* Begin INPUT MATERIAL *

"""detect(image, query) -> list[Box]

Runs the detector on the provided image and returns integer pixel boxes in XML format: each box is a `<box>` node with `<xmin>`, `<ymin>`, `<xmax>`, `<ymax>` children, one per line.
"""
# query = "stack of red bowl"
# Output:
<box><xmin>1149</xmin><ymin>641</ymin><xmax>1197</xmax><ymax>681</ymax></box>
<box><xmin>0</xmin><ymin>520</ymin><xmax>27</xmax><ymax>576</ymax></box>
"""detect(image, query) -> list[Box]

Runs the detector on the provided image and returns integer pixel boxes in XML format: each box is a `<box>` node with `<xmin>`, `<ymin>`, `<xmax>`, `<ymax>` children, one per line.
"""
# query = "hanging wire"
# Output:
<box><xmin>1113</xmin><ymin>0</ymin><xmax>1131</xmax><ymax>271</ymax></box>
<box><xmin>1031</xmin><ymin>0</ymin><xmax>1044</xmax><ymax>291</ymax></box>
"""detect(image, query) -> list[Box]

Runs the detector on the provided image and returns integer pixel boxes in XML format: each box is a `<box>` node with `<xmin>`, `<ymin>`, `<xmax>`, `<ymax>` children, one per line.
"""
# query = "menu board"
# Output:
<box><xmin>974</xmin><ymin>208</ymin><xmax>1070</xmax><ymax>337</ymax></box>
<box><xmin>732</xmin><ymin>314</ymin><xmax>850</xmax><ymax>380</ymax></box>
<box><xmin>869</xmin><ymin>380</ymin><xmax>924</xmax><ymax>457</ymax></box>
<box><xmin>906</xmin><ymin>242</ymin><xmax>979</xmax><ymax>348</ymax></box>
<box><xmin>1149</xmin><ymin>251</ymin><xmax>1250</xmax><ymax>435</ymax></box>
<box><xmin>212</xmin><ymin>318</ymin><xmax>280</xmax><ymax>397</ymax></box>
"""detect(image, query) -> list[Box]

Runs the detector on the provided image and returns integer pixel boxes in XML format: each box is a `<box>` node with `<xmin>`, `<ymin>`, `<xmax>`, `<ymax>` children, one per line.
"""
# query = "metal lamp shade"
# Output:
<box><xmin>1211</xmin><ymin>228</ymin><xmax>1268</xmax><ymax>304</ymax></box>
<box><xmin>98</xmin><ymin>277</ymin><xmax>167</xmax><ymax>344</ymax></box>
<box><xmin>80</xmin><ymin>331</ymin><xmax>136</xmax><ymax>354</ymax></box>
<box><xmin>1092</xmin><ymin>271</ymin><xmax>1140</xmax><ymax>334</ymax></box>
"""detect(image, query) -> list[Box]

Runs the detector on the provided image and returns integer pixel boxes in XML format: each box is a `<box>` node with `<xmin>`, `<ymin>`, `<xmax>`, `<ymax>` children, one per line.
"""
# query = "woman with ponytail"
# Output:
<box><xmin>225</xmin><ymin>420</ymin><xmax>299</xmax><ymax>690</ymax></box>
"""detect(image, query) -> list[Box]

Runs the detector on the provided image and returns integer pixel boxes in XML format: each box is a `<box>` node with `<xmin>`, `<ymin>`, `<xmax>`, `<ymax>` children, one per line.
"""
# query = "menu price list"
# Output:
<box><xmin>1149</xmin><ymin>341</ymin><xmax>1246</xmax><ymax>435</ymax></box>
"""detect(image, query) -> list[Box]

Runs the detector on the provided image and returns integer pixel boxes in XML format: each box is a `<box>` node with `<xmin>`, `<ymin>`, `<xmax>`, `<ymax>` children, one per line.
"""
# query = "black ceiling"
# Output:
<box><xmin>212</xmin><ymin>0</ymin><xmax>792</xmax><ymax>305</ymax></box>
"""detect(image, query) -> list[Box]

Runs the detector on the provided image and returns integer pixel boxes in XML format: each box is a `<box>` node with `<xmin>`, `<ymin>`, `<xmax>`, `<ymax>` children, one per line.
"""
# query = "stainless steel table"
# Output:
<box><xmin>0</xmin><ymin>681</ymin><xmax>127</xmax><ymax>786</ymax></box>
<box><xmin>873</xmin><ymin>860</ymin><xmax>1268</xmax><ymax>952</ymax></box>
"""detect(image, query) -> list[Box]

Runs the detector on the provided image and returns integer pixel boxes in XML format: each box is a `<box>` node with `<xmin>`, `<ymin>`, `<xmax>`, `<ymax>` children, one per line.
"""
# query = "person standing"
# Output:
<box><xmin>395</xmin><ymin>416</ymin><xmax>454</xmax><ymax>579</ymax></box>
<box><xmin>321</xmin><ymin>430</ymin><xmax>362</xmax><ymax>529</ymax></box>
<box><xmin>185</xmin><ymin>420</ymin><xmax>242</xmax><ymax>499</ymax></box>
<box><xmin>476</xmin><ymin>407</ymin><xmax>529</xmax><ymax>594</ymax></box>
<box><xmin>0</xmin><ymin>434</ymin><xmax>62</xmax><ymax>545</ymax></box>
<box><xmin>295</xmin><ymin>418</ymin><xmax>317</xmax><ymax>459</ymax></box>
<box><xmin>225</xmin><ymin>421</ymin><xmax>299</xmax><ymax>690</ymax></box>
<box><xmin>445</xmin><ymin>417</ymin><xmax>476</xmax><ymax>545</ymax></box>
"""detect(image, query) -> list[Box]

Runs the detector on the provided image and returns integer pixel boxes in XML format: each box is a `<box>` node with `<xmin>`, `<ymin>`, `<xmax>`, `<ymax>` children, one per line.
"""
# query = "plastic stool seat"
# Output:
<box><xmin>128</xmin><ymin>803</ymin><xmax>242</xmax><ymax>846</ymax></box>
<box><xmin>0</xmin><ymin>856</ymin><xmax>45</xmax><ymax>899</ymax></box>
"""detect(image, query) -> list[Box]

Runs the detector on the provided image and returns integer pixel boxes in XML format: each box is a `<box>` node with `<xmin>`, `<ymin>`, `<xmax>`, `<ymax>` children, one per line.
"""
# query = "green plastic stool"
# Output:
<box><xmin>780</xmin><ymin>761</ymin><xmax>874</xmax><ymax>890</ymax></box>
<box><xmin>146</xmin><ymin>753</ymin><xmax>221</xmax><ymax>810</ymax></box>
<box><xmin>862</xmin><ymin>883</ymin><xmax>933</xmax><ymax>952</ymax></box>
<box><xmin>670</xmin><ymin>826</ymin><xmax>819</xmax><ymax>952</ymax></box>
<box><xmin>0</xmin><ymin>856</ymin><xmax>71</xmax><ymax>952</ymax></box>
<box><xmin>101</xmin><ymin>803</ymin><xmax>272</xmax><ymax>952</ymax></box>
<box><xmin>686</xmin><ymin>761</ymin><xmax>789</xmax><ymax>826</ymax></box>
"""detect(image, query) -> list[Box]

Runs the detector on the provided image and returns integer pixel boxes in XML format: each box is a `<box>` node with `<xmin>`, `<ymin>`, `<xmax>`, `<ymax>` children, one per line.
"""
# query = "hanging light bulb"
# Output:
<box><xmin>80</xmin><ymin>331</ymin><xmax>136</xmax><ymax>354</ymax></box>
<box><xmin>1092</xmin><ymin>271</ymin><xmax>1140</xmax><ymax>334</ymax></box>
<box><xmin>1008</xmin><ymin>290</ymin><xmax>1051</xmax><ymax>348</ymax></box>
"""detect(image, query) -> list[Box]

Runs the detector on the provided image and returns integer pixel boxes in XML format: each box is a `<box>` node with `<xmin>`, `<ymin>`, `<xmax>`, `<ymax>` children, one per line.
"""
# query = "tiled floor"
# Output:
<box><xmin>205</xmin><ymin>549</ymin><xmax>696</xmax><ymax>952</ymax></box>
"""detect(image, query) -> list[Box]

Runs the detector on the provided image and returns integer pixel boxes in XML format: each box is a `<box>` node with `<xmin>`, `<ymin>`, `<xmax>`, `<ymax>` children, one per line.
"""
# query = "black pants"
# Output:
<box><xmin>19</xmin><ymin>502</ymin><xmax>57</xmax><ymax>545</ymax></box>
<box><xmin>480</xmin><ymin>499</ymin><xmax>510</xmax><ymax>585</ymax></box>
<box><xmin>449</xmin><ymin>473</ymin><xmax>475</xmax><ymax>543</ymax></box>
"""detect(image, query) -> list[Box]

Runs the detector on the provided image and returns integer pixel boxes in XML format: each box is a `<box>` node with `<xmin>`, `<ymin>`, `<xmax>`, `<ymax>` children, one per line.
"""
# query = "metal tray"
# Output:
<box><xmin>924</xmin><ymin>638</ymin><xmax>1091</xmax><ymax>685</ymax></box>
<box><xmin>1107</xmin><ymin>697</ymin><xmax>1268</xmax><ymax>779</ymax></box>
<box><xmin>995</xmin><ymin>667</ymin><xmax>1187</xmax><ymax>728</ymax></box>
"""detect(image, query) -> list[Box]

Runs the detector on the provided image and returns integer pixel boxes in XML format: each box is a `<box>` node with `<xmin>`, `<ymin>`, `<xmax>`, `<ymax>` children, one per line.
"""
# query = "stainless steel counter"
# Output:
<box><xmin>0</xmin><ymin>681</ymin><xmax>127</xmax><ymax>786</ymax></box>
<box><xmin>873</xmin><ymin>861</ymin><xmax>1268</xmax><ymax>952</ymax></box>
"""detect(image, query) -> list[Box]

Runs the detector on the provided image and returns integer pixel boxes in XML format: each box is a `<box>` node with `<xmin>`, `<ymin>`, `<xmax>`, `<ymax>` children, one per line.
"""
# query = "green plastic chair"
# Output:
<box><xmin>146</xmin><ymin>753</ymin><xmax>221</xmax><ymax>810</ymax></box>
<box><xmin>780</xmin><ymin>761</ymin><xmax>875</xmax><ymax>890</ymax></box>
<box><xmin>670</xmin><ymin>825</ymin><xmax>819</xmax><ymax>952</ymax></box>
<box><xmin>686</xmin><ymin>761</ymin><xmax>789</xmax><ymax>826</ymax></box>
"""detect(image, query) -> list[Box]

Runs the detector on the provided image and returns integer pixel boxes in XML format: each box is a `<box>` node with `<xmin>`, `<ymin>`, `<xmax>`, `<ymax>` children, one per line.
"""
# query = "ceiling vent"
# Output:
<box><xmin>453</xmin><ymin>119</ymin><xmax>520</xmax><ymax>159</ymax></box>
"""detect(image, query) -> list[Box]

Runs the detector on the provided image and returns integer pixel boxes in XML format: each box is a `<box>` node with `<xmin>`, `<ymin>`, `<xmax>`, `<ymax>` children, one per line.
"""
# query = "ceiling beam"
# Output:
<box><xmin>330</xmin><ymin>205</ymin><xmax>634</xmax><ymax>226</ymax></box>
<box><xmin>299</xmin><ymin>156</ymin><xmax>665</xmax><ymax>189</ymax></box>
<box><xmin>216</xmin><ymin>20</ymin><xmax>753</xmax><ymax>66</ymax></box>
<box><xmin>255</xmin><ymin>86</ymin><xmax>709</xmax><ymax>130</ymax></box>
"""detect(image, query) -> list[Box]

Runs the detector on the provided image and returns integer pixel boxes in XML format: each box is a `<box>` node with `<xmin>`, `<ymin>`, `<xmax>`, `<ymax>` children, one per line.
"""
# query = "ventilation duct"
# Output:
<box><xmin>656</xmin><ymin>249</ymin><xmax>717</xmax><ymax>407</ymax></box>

* End INPUT MATERIAL *
* Begin INPUT MATERIAL *

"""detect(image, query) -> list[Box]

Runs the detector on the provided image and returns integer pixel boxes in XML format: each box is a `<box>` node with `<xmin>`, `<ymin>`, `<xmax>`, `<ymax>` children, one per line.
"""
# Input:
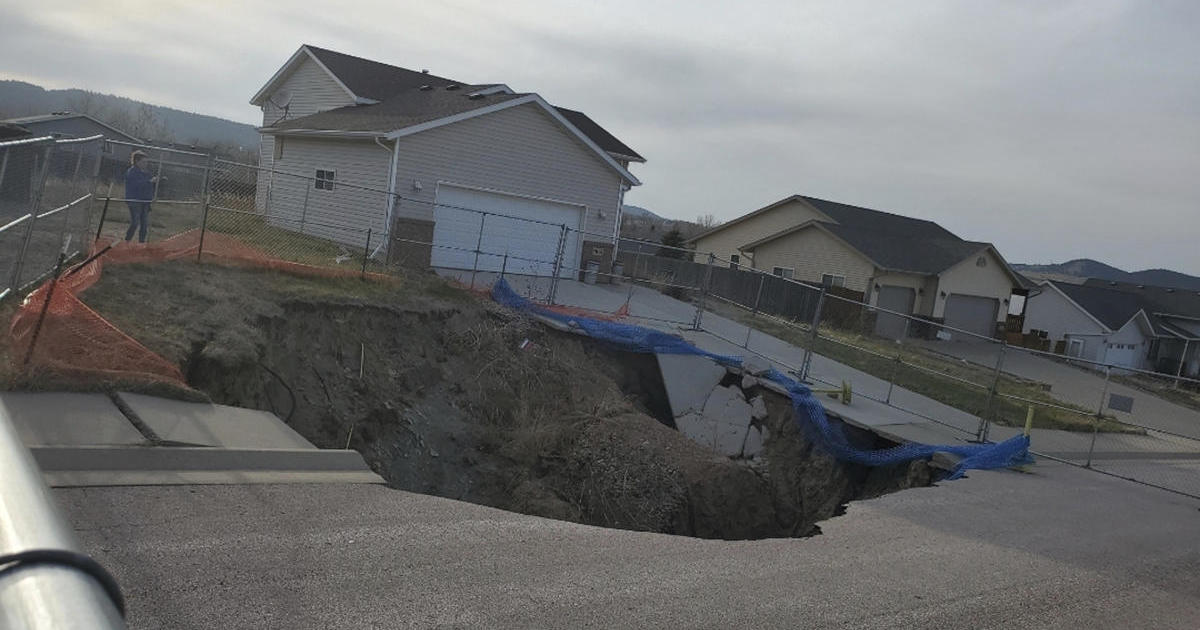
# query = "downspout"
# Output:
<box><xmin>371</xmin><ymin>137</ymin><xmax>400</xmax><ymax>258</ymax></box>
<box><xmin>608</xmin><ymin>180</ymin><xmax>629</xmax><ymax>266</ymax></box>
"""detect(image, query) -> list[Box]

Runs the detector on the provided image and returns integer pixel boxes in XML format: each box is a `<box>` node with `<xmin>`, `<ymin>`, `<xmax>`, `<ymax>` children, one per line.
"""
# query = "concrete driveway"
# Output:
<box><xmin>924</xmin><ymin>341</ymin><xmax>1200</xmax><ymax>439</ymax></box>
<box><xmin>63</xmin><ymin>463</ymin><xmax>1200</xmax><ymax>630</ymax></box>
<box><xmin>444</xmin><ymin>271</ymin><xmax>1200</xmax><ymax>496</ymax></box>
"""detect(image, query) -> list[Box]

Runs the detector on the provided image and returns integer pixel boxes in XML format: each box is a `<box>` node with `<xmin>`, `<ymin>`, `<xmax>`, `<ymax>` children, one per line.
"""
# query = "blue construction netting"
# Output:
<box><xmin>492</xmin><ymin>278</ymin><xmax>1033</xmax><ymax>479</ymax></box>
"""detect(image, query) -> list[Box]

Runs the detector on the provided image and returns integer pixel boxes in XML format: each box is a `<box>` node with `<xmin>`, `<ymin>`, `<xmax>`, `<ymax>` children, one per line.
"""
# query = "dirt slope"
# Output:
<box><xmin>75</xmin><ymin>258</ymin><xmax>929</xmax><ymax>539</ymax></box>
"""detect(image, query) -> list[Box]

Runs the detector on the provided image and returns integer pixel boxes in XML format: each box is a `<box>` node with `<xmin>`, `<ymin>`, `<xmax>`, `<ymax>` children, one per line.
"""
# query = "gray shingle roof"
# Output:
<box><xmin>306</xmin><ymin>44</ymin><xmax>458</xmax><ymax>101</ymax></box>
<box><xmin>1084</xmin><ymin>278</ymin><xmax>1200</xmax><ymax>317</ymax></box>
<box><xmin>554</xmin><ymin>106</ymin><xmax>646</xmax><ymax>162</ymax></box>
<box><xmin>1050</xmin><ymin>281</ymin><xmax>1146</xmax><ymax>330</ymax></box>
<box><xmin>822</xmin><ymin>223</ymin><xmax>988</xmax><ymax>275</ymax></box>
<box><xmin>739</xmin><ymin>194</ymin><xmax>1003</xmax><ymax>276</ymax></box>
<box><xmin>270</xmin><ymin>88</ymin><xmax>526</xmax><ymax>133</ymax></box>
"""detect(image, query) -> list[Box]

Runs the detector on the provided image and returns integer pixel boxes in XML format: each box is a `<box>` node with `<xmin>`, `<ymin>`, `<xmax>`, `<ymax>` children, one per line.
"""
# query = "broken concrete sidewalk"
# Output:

* End INPUT MATERIAL *

Collect each line of the material above that contains the word "plastic" and list those lines.

# query = "plastic stool seat"
# query = "green plastic stool"
# query = "green plastic chair"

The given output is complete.